- _SELECTED PASSAGE_:
Well, haven't seen many new threads posted here for a while so thought I would post one. What is the biggest hurdle facing sellers now days that is keeping them from being able to post that "Sold" sign?
I'll toss out a few ideas that come to me ~ competition from lenders putting massive inventories into the market, pricing too high due to inflated seller expectations, chasing the market down, the economy in general and failure to "market" the property properly on-line including poor photography/verbal descriptions. The list goes on and on....
The areas and the job market rule some of what sells and does not .I bough a foreclosure last year as an investment with 12 acres 27 thousand dollars .The people living there get a break 200 dollars a month and they are working on the property so they can own it .I see foreclosures around me for 5 thousand on an acre and no jobs for people to buy and no loans they can get .What is funny saw people at my bank trying to get a home loan and they could not .There vehicle loans did them in ,They tell the bank loan person well I need a new vehicle every year or so .I like new they say .The lady goes to get some papers and the people are angry at her ,angry why they want new cars and high bills for them .They are sitting on the other side of me complaining .There car notes I hear are 300 dollars a month each .WOW .It is not the homes it is the people wanting the loans .What is more important .I happen to notice there cell phones also .oh well young people want it all .
Primarily competition with short sales and too often sellers' unrealistic expectations. For example: not only am I emotionally attached to my home, I remember 2006 when neighboring homes were selling for double todays market. In the 4 county area here, investors are snatching up houses priced under $200K (often paying cash) before buyers who hope to beoome home owners can submit an offer.
Posts: 5016 | Location: NE of S.F. | Registered: Apr 13, 2006
I agree with many of the other ideas (price, price, location, location) - but I also think many sellers really believe that buyers should be able to "see beyond" their stuff, and they leave the place FULL because that's the way they live. Don't get me wrong, I live the same way - but most people cannot see beyond that, and it kills many sales. Also, when a person doesn't maintain their house assuming people will just buy it as is.... Just drops the price, and keeps people from seriously considering...
I agree, DebiinFl - most homeowners who are hoping to sell underestimate the selling factor of a CLEAN and UNCLUTTERED house - shrug their shoulders and say, well, everyone knows we're still living here. Major mistake. No one even notices the bones of the house or its potential when they are looking at every day clutter.
I agree w/ the last two posts - before you even start haggling price or loans you have to get someone willing to go thru the process. A home that is cluttered or unappealing simply won't cut it. A clean, fresh smelling home that is attractively staged will have a distinct advantage over a home where there is pet or cigarette smell, unmade beds, out of date decor and uninviting arrangements. Many people cannot see past what's in front of them. Even if you don't hire a professional Stager at least call one in for a check list - this is usually about $100 and the Stager go thru your home and give you a list of things that YOU can do starting with "have to do" items and going down to "really would be nice to do" items, and usually the approximate price of each. ALso listed, usually, will be her price for just doing everything for you so you can decide if you want to be bothered with it or just turn it over.

- _Dataset rows_:

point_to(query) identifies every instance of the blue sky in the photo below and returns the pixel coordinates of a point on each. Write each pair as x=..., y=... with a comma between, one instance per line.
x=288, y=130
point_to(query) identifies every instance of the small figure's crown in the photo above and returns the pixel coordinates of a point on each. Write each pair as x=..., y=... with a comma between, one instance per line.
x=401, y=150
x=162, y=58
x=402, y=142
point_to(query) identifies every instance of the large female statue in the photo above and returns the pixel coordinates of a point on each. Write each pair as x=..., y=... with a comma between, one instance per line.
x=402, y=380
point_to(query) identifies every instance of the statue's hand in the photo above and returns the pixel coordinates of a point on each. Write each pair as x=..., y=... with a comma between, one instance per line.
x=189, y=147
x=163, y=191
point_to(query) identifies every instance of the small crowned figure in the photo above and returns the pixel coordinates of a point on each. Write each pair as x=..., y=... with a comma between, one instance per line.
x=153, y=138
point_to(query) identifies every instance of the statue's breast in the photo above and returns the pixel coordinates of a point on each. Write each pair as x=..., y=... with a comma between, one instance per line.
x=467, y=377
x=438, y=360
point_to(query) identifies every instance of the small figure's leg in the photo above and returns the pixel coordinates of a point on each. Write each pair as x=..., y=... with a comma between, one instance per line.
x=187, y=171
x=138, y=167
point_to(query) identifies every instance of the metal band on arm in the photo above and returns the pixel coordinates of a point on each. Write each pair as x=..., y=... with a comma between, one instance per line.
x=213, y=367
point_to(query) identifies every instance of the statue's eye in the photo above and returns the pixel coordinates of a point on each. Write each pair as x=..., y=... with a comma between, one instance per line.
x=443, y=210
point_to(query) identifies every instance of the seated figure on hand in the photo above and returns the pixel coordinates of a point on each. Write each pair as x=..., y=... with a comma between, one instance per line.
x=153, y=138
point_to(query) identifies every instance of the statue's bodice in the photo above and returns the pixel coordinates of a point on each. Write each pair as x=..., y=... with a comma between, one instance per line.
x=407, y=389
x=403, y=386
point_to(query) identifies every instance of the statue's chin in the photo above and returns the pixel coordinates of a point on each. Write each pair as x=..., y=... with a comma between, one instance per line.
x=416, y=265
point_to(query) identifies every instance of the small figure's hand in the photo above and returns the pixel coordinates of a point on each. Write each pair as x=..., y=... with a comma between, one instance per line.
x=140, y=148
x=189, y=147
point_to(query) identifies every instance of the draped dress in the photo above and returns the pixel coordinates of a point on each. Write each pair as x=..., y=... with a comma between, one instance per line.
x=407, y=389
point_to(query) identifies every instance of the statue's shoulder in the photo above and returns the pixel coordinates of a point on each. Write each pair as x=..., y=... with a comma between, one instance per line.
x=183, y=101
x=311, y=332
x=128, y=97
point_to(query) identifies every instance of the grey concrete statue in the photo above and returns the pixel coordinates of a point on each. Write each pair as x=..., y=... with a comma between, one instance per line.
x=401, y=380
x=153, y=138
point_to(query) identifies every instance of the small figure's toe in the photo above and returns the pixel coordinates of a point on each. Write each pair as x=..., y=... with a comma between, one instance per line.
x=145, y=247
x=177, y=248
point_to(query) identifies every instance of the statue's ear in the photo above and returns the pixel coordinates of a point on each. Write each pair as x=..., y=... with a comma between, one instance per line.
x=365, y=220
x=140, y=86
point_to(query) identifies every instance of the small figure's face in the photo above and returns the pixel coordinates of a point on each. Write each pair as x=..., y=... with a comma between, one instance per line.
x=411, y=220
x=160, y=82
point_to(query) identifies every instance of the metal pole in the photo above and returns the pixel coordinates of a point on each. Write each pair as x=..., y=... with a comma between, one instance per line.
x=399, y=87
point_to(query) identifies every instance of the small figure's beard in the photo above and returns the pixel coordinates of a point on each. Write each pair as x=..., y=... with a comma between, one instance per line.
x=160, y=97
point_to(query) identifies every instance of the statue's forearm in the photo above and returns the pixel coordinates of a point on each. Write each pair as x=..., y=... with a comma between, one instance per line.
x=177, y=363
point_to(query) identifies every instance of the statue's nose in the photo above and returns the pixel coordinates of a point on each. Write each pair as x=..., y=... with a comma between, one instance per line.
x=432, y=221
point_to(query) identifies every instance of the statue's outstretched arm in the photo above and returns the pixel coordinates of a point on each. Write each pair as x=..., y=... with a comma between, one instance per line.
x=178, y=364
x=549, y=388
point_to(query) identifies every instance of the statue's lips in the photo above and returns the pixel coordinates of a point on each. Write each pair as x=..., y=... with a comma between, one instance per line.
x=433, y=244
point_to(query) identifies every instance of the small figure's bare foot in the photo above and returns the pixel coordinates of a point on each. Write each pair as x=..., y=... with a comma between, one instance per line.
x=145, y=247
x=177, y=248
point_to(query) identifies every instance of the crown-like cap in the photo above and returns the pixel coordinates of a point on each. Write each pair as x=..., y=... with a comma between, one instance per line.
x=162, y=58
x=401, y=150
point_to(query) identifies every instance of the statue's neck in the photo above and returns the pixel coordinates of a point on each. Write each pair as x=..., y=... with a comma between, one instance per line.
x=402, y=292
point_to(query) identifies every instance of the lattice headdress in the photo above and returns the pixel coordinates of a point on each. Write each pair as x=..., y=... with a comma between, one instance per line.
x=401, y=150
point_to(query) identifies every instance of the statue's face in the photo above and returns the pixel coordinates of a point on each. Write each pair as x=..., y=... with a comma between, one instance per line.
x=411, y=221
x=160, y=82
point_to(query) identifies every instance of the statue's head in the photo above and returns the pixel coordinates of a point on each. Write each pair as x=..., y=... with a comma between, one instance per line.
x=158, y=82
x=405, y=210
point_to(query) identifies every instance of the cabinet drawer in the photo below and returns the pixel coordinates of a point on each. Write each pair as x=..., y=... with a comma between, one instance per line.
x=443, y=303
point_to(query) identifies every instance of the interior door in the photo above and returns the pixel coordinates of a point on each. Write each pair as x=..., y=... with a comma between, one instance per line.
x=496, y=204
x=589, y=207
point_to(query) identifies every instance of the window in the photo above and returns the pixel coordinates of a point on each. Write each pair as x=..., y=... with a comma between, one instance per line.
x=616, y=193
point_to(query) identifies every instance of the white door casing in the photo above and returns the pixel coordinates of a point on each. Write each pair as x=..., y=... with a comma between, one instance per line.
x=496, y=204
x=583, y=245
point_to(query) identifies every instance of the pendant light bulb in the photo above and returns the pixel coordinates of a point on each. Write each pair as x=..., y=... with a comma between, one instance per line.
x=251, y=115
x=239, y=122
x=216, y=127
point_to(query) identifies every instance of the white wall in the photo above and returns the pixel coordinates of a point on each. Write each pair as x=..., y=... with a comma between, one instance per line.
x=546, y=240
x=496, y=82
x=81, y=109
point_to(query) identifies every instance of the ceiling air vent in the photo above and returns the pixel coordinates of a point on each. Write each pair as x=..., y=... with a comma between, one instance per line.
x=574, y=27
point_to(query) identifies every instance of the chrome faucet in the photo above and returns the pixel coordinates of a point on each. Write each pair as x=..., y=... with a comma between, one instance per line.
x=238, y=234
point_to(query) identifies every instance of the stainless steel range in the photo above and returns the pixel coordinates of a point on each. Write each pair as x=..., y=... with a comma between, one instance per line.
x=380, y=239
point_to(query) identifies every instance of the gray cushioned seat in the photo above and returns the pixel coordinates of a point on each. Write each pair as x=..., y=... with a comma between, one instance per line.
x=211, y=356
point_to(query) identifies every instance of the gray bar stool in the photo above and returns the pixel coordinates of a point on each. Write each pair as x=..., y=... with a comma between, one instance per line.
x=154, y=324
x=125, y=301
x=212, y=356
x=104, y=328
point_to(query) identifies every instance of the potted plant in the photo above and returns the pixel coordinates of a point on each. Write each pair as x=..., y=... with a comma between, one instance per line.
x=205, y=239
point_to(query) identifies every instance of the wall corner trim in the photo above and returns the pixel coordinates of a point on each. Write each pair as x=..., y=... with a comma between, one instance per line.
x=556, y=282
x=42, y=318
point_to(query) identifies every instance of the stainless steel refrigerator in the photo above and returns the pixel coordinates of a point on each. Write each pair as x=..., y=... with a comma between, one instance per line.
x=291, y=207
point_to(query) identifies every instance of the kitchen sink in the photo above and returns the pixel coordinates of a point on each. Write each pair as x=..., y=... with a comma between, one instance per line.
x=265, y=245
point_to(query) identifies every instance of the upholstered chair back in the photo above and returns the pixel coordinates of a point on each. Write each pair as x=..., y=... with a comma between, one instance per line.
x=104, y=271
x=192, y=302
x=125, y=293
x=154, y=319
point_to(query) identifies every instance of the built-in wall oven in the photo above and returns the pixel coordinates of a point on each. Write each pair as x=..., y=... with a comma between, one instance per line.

- _TO DO_:
Could you carry on the forum thread about home sellers' hurdles, picking up right after its last post? The data has no connection to the forum thread about home sellers' hurdles.

- _WRITTEN REPLY_:
Good idea to consult with a stager for all the reasons cited above.
In my neck of the woods, the top realtors have stagers available to work with home sellers. The realtors pay for basic staging services, if you list with them. These stagers generally spend an hour consulting by touring the home and giving the seller some "homework" to do in order to make the home market-ready.
If the home is vacant, the stager will come in and accessorize or fluff the rooms with just a few items and sometimes serve as a stylist when professional photos are taken. All that takes about one hour.
For really involved projects, especially in vacant big-ticket homes where furniture and accessories might need to be rented, the home seller will have to pick up all those costs. But, that is a pretty rare situation, depending on where you live.This message has been edited. Last edited by: aychihuahua,
I agree with others. Our Realtor paid for a stager to work with us. Fortunately, we didn't have any remodeling issues to address. Our home was spotless, and needed no repairs. And after we got an offer, the home inspector found zero issues. Also, you have got to be realistic with your selling price. Some homes that went on the market around the same time we did are still unsold five months later. They've dropped their price by $50k. But I think it's too little too late.
Posts: 92 | Location: United States | Registered: Mar 18, 2006
houses used to be an investment in your future but now sometimes it can be a ball and chain .A lot of people want a brand new home saying no upkeep and then they learn fast you better learn how to do things and repair things or the house can turn into a money pit fast .All house's need care just like anything they need work .I have seen brand new houses built around me and they had beautiful landscaping and now are weed choked messes and gravel driveways with grass growing in them and dead lawns .They are mulch messes because they did not keep them up .Lucky they mow them .
The home must be clean and uncluttered. Take down all the personal stuff that we all have in our homes. The yard should look inviting--grass is mowed and without weeds, flower beds have flowers in them not just a bunch of mulch. Add some containers with flowers that lend color. After all, there are so many homes for sale, what makes a buyer want to visit a home that looks like a mess from the outside? If it's winter in a cold area, are the drive and walkway plowed or do potential buyers have to crawl over mounds of snow? In the fall, are the leaves picked up or are there piles of leaves everywhere? The outside is very important to a potential buyer, unless you are giving away the home, make the property look appealing. If I see a messy yard, I immediately think that the people didn't care about maintenance in general. Why would I expect the inside to be any better?
Posts: 2550 | Location: Ohio | Registered: Feb 25, 2006
When it was a seller's market (I never pick that time to sell, only to buy), people would buy issues just to get in the house. Now, it is completely a buyer's market, and because there is so much inventory, people are not willing to buy problems - and why should they? Even on these boards, you hear of people with houses that need tons of work wanting top price for their house because they need it, but we all know (again, maybe it's just our experience) that people aren't going to pay top dollar for a house with issues.... It's an issue everywhere. The house we bought had some issues, but we bought it short sale, and still think we got a good deal. Well, we know we probably won't get back all the money we put in it, but we're used to that from our other house... . I have a team that has been pretty much living with us for a month doing all kinds of cool stuff.... A little bit at a time... . For selling though - CLEAN, declutter (that's what PODs are for...) and do the little repairs needed. Not doing that today will not only kill the price you wanted - it will stop people from even making an offer...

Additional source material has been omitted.